• **PROBLEM DESCRIPTION**
Output the lines that follow exactly as they are.

------

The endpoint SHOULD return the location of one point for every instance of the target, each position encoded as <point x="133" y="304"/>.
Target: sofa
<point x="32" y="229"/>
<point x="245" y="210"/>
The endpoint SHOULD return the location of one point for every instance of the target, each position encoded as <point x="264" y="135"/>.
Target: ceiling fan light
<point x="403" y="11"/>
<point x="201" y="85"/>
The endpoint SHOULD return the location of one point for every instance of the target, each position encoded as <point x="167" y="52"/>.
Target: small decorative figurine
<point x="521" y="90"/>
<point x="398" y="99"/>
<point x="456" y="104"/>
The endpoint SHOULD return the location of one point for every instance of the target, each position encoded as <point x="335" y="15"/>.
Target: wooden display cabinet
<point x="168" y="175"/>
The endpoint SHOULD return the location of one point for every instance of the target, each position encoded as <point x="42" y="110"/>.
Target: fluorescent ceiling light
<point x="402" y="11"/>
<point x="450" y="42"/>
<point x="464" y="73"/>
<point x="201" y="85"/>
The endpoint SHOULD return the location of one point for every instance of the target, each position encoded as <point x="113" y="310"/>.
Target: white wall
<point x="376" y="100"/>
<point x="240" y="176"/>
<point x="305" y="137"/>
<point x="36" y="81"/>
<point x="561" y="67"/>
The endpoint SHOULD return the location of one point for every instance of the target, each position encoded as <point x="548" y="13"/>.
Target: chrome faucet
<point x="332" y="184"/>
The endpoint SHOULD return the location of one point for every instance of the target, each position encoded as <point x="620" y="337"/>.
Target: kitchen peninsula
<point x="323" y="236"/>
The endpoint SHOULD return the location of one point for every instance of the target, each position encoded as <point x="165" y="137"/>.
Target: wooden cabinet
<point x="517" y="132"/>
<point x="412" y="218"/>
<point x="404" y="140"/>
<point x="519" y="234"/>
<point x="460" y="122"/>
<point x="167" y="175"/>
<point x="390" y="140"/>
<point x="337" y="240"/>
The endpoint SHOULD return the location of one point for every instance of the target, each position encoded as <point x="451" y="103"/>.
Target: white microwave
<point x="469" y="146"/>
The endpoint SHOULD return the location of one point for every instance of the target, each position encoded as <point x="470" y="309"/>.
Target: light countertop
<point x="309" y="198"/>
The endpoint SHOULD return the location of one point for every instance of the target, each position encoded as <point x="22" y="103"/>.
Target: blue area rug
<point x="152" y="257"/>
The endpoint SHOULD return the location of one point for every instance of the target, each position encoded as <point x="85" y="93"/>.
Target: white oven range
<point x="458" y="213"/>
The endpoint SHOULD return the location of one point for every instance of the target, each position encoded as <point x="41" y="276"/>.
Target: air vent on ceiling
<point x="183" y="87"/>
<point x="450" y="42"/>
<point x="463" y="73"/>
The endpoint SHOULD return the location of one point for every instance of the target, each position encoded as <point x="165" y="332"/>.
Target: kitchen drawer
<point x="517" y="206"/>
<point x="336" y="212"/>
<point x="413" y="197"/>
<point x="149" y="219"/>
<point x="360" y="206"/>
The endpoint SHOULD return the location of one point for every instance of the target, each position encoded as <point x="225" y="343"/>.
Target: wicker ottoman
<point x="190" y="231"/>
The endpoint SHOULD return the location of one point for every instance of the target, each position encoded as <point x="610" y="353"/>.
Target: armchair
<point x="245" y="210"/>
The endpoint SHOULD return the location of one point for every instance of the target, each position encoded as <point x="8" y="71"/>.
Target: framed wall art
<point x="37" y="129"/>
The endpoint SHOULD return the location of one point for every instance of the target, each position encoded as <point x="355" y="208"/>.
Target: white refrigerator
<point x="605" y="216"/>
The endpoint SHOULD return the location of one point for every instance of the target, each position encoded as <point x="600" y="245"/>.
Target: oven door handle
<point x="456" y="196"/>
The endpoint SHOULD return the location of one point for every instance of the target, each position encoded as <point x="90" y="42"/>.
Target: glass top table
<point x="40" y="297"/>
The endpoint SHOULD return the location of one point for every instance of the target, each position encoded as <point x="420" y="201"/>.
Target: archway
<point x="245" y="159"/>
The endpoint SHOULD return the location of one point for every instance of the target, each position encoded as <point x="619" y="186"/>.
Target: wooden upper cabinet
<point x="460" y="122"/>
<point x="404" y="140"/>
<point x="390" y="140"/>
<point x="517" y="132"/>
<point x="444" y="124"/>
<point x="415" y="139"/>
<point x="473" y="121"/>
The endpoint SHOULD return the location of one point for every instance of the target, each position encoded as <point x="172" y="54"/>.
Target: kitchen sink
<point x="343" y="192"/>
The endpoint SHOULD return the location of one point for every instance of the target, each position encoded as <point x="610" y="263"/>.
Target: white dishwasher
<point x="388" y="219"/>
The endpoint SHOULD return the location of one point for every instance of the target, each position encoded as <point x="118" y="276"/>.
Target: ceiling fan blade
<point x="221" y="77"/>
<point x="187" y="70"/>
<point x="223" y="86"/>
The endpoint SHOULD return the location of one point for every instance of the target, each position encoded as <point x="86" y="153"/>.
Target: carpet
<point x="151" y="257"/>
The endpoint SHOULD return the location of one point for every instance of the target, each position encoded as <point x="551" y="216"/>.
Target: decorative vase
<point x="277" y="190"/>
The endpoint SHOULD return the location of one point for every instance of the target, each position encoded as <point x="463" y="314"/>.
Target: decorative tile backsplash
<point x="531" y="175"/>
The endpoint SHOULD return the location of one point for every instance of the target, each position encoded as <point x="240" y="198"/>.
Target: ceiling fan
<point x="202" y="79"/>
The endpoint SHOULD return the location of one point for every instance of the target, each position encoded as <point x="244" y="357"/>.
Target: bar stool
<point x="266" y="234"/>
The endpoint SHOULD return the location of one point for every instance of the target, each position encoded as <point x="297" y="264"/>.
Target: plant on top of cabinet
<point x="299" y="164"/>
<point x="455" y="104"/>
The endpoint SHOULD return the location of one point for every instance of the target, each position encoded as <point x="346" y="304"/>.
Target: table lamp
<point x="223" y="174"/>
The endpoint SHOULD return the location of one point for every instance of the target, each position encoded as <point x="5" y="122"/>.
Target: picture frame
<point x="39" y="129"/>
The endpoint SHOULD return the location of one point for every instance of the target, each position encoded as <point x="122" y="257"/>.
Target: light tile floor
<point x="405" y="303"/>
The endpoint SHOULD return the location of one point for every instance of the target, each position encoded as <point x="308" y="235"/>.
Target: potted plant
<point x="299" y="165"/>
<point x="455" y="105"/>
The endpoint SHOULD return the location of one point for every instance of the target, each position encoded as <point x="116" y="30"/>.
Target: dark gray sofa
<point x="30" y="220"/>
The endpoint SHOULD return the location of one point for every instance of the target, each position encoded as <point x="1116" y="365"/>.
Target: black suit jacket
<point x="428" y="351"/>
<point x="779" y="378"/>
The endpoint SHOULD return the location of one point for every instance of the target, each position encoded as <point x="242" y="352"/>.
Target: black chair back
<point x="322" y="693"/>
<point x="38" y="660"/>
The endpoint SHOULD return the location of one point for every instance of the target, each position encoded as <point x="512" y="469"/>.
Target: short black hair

------

• **RESULT OF THIS TASK**
The endpoint SHOULD return the location of one point for every instance of the target, each position encoded as <point x="133" y="304"/>.
Target: sofa
<point x="32" y="229"/>
<point x="245" y="210"/>
The endpoint SHOULD return the location of one point for every instance of the target, each position encoded as <point x="264" y="135"/>.
Target: ceiling fan light
<point x="403" y="11"/>
<point x="201" y="85"/>
The endpoint SHOULD return the location of one point for every instance of the target, each position encoded as <point x="167" y="52"/>.
Target: small decorative figurine
<point x="521" y="90"/>
<point x="398" y="99"/>
<point x="456" y="104"/>
The endpoint SHOULD return the location of one point for every instance of the target, each position encoded as <point x="335" y="15"/>.
Target: wooden display cabinet
<point x="168" y="175"/>
The endpoint SHOULD return the location of one point for every instance of the target, each position encoded as <point x="42" y="110"/>.
Target: fluorescent ceiling light
<point x="402" y="11"/>
<point x="450" y="42"/>
<point x="464" y="73"/>
<point x="201" y="85"/>
The endpoint SHOULD return the location of one point for every instance of the target, each position encoded as <point x="113" y="310"/>.
Target: white wall
<point x="376" y="100"/>
<point x="240" y="176"/>
<point x="305" y="137"/>
<point x="36" y="81"/>
<point x="561" y="67"/>
The endpoint SHOULD return the location of one point for every instance of the target, each position encoded as <point x="548" y="13"/>.
Target: chrome faucet
<point x="332" y="184"/>
The endpoint SHOULD return the location of one point for every instance of the target, each position encoded as <point x="620" y="337"/>.
Target: kitchen peninsula
<point x="323" y="236"/>
The endpoint SHOULD return the location of one point for every instance of the target, each position encoded as <point x="165" y="137"/>.
Target: wooden cabinet
<point x="517" y="132"/>
<point x="412" y="218"/>
<point x="404" y="140"/>
<point x="519" y="234"/>
<point x="460" y="122"/>
<point x="167" y="175"/>
<point x="390" y="140"/>
<point x="337" y="240"/>
The endpoint SHOULD return the location of one point for every instance of the target, each position encoded as <point x="451" y="103"/>.
Target: white microwave
<point x="469" y="146"/>
The endpoint SHOULD return the location of one point for every instance of the target, each position encoded as <point x="470" y="309"/>.
Target: light countertop
<point x="309" y="198"/>
The endpoint SHOULD return the location of one point for every instance of the target, each position encoded as <point x="22" y="103"/>.
Target: blue area rug
<point x="152" y="257"/>
The endpoint SHOULD return the location of one point for every instance of the target, each position encoded as <point x="85" y="93"/>.
Target: white oven range
<point x="458" y="213"/>
The endpoint SHOULD return the location of one point for every instance of the target, each position encoded as <point x="41" y="276"/>.
Target: air vent on ceiling
<point x="183" y="87"/>
<point x="450" y="42"/>
<point x="463" y="73"/>
The endpoint SHOULD return the location of one point for every instance of the target, each position encoded as <point x="165" y="332"/>.
Target: kitchen drawer
<point x="517" y="206"/>
<point x="336" y="212"/>
<point x="413" y="197"/>
<point x="149" y="219"/>
<point x="360" y="206"/>
The endpoint SHOULD return the location of one point for every instance of the target, each position encoded as <point x="225" y="343"/>.
Target: wicker ottoman
<point x="190" y="231"/>
The endpoint SHOULD return the location of one point for every instance of the target, each position encoded as <point x="610" y="353"/>.
Target: armchair
<point x="245" y="210"/>
The endpoint SHOULD return the location of one point for every instance of the target, each position encoded as <point x="8" y="71"/>.
Target: framed wall art
<point x="37" y="129"/>
The endpoint SHOULD return the location of one point for every instance of the target, each position encoded as <point x="355" y="208"/>.
Target: white refrigerator
<point x="605" y="216"/>
The endpoint SHOULD return the location of one point for every instance of the target, each position encoded as <point x="600" y="245"/>.
Target: oven door handle
<point x="456" y="196"/>
The endpoint SHOULD return the location of one point for every instance of the target, each position encoded as <point x="90" y="42"/>.
Target: glass top table
<point x="40" y="297"/>
The endpoint SHOULD return the location of one point for every instance of the target, each position encoded as <point x="420" y="201"/>.
Target: archway
<point x="245" y="159"/>
The endpoint SHOULD return the location of one point for every instance of the target, each position encoded as <point x="619" y="186"/>.
Target: wooden upper cabinet
<point x="460" y="122"/>
<point x="404" y="140"/>
<point x="390" y="140"/>
<point x="517" y="132"/>
<point x="444" y="124"/>
<point x="415" y="139"/>
<point x="473" y="121"/>
The endpoint SHOULD return the location of one point for every instance of the target, each position encoded as <point x="172" y="54"/>.
Target: kitchen sink
<point x="343" y="192"/>
The endpoint SHOULD return the location of one point for every instance of the target, each position encoded as <point x="610" y="263"/>.
Target: white dishwasher
<point x="388" y="219"/>
The endpoint SHOULD return the location of one point for every instance of the target, each position encoded as <point x="118" y="276"/>.
Target: ceiling fan blade
<point x="221" y="77"/>
<point x="187" y="70"/>
<point x="223" y="86"/>
The endpoint SHOULD return the location of one point for every instance of the target, each position encoded as <point x="86" y="153"/>.
Target: carpet
<point x="151" y="257"/>
The endpoint SHOULD return the location of one point for every instance of the target, each position encoded as <point x="551" y="216"/>.
Target: decorative vase
<point x="277" y="190"/>
The endpoint SHOULD return the location of one point for every instance of the target, each position encoded as <point x="463" y="314"/>.
Target: decorative tile backsplash
<point x="531" y="175"/>
The endpoint SHOULD return the location of one point for every instance of the target, each position encoded as <point x="240" y="198"/>.
Target: ceiling fan
<point x="202" y="79"/>
The endpoint SHOULD return the location of one point for every instance of the target, each position encoded as <point x="244" y="357"/>.
Target: bar stool
<point x="266" y="234"/>
The endpoint SHOULD return the location of one point for every instance of the target, each position encoded as <point x="297" y="264"/>.
Target: plant on top of cabinet
<point x="299" y="164"/>
<point x="455" y="104"/>
The endpoint SHOULD return the location of one point for every instance of the target, each position encoded as <point x="346" y="304"/>.
Target: table lamp
<point x="223" y="174"/>
The endpoint SHOULD return the location of one point for every instance of the target, each position encoded as <point x="5" y="122"/>.
Target: picture frame
<point x="39" y="129"/>
The endpoint SHOULD return the location of one point for every instance of the target, each position encoded as <point x="122" y="257"/>.
Target: light tile floor
<point x="405" y="303"/>
The endpoint SHOULD return the location of one point for every instance of the target, each position encoded as <point x="308" y="235"/>.
Target: potted plant
<point x="299" y="165"/>
<point x="455" y="105"/>
The endpoint SHOULD return the location of one point for every instance of the target, each position encoded as <point x="116" y="30"/>.
Target: dark gray sofa
<point x="30" y="220"/>
The endpoint SHOULD return the location of one point for every instance of the target, each position encoded as <point x="1116" y="365"/>.
Target: black suit jacket
<point x="428" y="351"/>
<point x="779" y="378"/>
The endpoint SHOULD return the location of one point for every instance of the target, each position encoded as <point x="242" y="352"/>.
Target: black chair back
<point x="322" y="693"/>
<point x="38" y="660"/>
The endpoint SHOULD return the location of one point for every instance of the target, each position encoded as <point x="512" y="469"/>.
Target: short black hair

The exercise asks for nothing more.